▶ [EXERCISE PROMPT] Rewrite the material from the line containing "Mark the yellow jersey" through the end of the material, replacing every "jersey" with "top" and leaving everything else unchanged.

▶ [GIVEN INFORMATION]

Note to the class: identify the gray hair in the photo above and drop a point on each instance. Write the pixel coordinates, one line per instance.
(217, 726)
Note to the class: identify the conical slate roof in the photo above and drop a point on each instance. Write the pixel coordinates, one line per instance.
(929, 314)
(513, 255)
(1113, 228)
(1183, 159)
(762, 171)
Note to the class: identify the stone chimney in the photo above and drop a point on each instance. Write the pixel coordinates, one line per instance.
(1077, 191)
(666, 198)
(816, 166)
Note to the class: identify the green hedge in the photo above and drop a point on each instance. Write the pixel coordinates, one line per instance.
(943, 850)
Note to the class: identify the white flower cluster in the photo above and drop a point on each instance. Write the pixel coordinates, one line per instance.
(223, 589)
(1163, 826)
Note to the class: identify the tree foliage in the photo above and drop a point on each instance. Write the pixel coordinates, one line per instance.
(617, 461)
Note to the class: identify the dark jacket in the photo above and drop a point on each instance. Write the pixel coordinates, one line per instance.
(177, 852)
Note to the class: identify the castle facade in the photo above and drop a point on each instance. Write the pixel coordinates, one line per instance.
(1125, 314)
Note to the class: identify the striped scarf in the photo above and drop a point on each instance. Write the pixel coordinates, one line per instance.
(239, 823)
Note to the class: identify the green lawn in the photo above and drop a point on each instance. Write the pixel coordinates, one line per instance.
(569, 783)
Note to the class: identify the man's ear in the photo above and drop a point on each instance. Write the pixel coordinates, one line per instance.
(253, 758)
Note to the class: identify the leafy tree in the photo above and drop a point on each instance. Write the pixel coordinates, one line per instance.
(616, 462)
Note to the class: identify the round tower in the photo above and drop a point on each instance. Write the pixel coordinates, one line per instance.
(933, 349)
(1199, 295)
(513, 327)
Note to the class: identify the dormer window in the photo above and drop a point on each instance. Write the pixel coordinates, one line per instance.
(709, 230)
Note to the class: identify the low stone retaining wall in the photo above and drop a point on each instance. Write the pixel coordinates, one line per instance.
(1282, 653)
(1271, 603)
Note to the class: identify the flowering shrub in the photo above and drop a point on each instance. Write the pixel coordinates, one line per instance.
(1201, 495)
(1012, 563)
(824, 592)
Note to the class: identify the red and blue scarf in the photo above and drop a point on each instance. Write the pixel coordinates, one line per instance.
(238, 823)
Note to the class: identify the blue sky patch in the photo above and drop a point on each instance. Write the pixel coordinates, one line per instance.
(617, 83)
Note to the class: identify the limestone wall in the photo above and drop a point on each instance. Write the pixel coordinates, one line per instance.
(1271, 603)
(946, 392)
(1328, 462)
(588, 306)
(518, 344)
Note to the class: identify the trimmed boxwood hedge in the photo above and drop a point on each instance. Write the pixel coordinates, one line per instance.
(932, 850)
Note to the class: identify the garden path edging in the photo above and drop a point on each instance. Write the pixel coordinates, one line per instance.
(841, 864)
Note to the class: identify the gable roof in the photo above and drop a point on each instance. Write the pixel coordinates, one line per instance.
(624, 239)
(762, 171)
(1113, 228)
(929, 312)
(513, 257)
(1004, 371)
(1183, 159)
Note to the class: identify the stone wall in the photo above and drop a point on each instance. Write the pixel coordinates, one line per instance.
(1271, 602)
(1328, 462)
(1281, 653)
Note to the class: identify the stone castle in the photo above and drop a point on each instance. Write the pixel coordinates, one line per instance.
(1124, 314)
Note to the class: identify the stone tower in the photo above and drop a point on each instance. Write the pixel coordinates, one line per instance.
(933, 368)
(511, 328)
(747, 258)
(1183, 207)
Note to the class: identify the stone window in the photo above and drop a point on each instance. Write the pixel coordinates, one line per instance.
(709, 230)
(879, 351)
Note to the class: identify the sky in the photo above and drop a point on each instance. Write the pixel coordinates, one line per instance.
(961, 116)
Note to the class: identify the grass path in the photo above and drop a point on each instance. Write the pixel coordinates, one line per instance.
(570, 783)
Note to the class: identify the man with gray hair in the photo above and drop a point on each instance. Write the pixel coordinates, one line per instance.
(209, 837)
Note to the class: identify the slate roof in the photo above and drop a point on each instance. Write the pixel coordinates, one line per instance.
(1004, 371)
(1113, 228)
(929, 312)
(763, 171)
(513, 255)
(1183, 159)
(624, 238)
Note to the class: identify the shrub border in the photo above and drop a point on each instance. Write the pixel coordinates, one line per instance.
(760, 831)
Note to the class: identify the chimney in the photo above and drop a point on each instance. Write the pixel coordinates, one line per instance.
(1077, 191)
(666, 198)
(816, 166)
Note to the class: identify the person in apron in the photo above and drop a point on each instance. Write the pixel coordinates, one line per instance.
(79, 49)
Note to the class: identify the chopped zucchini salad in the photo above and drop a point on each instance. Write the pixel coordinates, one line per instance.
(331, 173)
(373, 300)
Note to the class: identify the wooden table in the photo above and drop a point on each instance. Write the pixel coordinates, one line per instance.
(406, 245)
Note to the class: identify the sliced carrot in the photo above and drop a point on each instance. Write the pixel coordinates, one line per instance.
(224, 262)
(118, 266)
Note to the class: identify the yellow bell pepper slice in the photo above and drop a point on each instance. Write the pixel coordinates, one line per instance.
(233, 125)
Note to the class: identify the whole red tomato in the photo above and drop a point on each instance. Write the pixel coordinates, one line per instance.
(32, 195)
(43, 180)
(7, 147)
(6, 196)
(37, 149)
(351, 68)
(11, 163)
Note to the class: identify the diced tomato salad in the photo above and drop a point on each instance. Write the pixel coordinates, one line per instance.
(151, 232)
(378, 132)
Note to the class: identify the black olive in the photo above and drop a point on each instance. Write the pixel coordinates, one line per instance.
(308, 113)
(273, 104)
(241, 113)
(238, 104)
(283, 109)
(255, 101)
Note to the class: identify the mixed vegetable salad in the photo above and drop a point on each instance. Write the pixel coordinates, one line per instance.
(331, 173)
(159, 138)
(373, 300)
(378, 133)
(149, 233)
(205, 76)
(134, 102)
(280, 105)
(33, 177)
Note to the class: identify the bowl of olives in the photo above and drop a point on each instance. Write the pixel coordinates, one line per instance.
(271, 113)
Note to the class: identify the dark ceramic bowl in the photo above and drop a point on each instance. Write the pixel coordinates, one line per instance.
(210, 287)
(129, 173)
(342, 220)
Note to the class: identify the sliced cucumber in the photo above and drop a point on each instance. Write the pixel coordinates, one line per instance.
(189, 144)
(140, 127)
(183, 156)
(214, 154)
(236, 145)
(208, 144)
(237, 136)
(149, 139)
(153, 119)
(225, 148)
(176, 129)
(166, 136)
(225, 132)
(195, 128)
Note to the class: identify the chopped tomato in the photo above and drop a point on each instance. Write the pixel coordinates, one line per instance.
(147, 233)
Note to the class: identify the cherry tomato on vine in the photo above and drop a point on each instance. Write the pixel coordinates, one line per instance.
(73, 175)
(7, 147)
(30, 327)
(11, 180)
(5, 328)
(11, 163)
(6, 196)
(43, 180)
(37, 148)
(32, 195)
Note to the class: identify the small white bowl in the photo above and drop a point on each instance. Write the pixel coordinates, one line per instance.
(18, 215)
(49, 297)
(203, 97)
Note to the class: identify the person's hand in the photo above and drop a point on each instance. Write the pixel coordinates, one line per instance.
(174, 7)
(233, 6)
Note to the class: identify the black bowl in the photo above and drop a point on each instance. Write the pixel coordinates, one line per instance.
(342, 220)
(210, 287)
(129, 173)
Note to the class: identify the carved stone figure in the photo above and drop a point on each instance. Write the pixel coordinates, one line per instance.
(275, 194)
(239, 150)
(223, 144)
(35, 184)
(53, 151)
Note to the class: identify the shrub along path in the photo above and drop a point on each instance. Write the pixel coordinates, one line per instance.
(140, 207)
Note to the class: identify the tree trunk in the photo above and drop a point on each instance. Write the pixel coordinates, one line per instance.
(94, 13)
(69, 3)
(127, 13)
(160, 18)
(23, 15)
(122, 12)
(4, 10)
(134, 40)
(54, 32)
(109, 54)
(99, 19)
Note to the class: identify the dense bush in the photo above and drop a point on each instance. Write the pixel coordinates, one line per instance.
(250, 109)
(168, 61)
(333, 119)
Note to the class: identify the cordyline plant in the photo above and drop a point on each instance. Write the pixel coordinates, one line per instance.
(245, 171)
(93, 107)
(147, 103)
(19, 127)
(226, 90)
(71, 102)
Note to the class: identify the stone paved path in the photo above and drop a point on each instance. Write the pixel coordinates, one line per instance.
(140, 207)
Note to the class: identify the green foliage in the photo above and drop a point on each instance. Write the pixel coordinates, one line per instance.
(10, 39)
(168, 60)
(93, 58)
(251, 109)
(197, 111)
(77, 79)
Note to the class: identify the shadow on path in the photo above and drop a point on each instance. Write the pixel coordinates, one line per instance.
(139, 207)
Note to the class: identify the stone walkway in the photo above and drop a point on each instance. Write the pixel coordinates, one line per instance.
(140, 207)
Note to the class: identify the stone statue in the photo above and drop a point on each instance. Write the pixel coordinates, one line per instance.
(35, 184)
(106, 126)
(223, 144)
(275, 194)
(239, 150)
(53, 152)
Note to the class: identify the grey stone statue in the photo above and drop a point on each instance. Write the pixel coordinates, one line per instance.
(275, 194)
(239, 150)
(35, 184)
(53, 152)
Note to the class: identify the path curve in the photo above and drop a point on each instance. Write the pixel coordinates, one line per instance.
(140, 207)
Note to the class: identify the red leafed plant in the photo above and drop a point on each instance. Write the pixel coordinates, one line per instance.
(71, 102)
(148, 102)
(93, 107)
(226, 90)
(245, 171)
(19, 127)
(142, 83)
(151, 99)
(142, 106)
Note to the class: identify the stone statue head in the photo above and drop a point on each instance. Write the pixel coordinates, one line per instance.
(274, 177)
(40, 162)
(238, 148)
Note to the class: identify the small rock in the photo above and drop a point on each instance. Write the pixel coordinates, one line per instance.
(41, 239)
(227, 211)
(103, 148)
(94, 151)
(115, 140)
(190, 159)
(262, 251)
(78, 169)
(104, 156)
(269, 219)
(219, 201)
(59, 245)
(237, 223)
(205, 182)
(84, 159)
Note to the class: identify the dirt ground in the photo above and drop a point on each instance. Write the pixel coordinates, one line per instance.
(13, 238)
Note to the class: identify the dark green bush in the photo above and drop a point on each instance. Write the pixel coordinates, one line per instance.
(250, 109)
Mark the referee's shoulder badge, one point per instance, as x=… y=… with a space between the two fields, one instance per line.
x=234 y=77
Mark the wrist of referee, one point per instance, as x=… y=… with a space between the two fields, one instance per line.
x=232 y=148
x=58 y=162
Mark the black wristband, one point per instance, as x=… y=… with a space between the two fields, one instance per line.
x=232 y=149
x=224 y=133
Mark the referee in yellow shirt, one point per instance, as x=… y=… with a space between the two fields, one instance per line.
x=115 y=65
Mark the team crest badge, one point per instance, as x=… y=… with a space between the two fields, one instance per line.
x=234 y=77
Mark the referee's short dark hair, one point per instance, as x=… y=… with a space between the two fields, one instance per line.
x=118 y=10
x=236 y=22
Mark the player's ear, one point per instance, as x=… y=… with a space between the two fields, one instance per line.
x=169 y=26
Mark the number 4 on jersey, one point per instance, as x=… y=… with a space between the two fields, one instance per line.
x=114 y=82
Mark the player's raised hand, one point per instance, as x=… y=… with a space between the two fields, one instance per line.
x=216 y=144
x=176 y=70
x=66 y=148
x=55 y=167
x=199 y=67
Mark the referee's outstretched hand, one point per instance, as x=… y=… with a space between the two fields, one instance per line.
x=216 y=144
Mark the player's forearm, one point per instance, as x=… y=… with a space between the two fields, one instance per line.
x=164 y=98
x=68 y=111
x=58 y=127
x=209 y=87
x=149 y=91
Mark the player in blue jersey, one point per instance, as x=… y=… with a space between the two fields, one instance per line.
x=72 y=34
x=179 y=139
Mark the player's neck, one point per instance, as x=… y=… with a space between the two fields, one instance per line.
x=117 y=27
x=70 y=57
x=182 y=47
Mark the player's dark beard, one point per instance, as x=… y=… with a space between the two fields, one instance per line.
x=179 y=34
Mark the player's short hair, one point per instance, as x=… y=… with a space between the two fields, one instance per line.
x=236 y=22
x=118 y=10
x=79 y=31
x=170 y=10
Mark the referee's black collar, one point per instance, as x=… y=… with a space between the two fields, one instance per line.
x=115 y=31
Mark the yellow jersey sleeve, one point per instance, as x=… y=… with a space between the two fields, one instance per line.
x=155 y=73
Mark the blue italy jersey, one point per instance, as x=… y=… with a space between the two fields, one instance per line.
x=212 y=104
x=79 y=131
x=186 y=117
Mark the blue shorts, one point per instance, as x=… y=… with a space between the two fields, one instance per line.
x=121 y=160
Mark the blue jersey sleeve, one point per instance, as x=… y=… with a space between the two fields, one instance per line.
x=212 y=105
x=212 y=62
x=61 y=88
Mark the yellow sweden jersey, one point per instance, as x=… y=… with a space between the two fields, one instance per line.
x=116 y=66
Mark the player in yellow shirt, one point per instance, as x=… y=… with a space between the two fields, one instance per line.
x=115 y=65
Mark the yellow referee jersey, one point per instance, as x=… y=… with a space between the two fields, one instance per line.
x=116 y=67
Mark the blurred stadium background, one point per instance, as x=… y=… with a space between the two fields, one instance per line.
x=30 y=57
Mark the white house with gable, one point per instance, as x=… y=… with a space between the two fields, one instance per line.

▶ [SOLUTION FOR THIS TASK]
Mark the yellow top sleeve, one point per instance, as x=… y=… with a space between the two fields, one instance per line.
x=155 y=73
Mark the blue italy top, one point per instance, as x=… y=… with a space between the two fields, one instance per line.
x=212 y=104
x=79 y=131
x=186 y=117
Mark the blue shorts, one point per instance, as x=… y=… with a space between the two fields, one instance per line.
x=121 y=160
Mark the blue top sleeve, one point per instance, as x=… y=… with a space between the two fields, one instance per line.
x=212 y=105
x=212 y=62
x=61 y=88
Mark the yellow sweden top, one point per instance, as x=… y=… with a space between the two fields, one instance per line.
x=116 y=66
Mark the player in yellow shirt, one point per instance, as x=… y=… with a space between the two fields, one instance per line.
x=115 y=65
Mark the yellow referee top, one point per instance, as x=… y=… with a space between the two fields, one instance per line.
x=116 y=67
Mark the blurred stadium background, one point per instance, as x=… y=… with a space between the two fields, one instance per line.
x=30 y=57
Mark the white house with gable, one point per instance, as x=… y=… with a space between the two fields, one instance per line.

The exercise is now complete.